_EXERCISE 1_
Rewrite the documentation for merge_taxa between "R/merge_taxa.R" and "to remove duplicates.", inclusive, changing "duplicates" to "repeated entries".

=== EXCERPT ===

R/merge_taxa.R
In goeveg: Functions for Community Data and Ordinations

Documented in merge_taxa

#' Merge taxa with identical names
#' @description
#' The function offers a simple way to merge taxa with identical names in a vegetation table, e.g. due to necessary harmonization of the taxon level, to combine taxa of different layers or to remove duplicates.
#' The original cover-abundance scales are maintained. 
#'
#' @param vegtable Data frame with samples in columns and taxa in rows. Taxon names must be in the first column.
#' @param scale Cover-abundance scale(s) of data. Default is percentage cover (values between 0 and 100) (\code{"percentage"}). Alternatively it can be one of the included scales in \code{\link{scale_tabs}} (e.g. \code{"braun.blanquet"}) or a custom scale defined as data frame following the same format.
#' You can also provide a vector of the same length as the number of samples, to define individual scales (from \code{\link{scale_tabs}}) for each sample.
#' @param layers A logical evaluation to \code{TRUE} or \code{FALSE} \emph{(default)} indicating whether vegetation layers are to be included with layer information stored in the second column.
#' @param method Choice of method to combine cover. \code{"independent"} \emph{(default)} or \code{"exclusive"}. See details for methods.

=== TASK INPUT ===

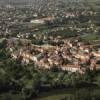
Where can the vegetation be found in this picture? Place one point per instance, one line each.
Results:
(30, 81)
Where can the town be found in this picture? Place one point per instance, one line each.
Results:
(49, 50)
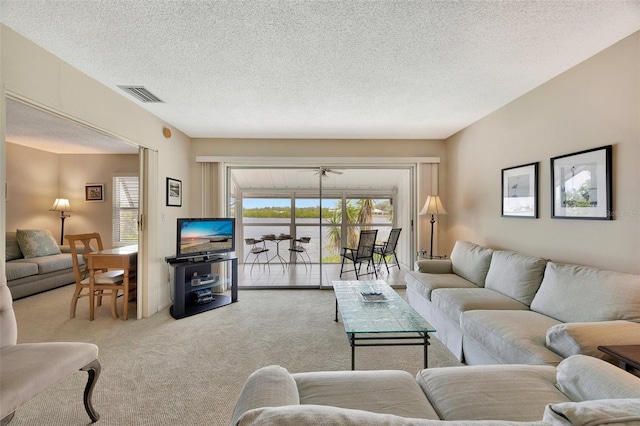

===

_EXERCISE 2_
Echo all of the records above line for line, without the pictures.

_WRITTEN RESPONSE 1_
R/merge_taxa.R
In goeveg: Functions for Community Data and Ordinations

Documented in merge_taxa

#' Merge taxa with identical names
#' @description
#' The function offers a simple way to merge taxa with identical names in a vegetation table, e.g. due to necessary harmonization of the taxon level, to combine taxa of different layers or to remove repeated entries.

_WRITTEN RESPONSE 2_
Where can the vegetation be found in this picture? Place one point per instance, one line each.
Results:
(30, 81)
Where can the town be found in this picture? Place one point per instance, one line each.
Results:
(49, 50)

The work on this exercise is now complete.